→ **Written instruction**
Find the line that contains "Keypoint placement for each instance of the argentine" in the entries below. Output it and each later line exactly, and nothing else.

──────

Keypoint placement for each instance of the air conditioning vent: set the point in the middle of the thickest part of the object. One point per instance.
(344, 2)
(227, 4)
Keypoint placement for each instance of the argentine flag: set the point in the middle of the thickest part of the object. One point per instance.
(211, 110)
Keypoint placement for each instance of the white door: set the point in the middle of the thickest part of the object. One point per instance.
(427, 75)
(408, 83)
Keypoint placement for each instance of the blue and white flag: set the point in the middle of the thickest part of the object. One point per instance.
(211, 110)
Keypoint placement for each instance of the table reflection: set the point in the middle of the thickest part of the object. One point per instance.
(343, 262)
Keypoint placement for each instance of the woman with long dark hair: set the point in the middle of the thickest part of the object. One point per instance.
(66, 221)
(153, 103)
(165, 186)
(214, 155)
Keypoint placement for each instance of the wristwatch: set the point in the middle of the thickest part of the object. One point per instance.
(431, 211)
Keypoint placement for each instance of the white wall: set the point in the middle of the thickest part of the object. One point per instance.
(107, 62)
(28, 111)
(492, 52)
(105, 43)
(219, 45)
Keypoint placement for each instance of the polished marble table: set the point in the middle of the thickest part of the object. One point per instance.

──────

→ **Final result**
Keypoint placement for each instance of the argentine flag: set the point in the middle of the thickest part of the object. One point per instance.
(211, 110)
Keypoint placement for each instance of the white door: set the point in the middle of the thickest part of the object. One point per instance.
(427, 75)
(408, 83)
Keypoint placement for each instance of the blue and white flag: set the point in the middle of the thickest part of the object. One point per instance.
(211, 110)
Keypoint placement for each instance of the table reflection: set the point in the middle of the thickest part of the object. One point per instance.
(343, 262)
Keypoint placement for each instance of the woman with long dark hair: set the point in the middle of the thickest part of the object. One point per instance.
(66, 221)
(153, 103)
(165, 186)
(214, 155)
Keypoint placement for each instance of the wristwatch: set the point in the middle of the thickest part of the object. One point per instance.
(431, 211)
Keypoint placement for each instance of the white wall: set the point in the middle of the thickest part of the object. One point per instance.
(107, 62)
(28, 111)
(492, 52)
(105, 43)
(219, 45)
Keypoint placement for each instance of the polished marble table: set the point in the middle of the thickest part of the object. One point per instance.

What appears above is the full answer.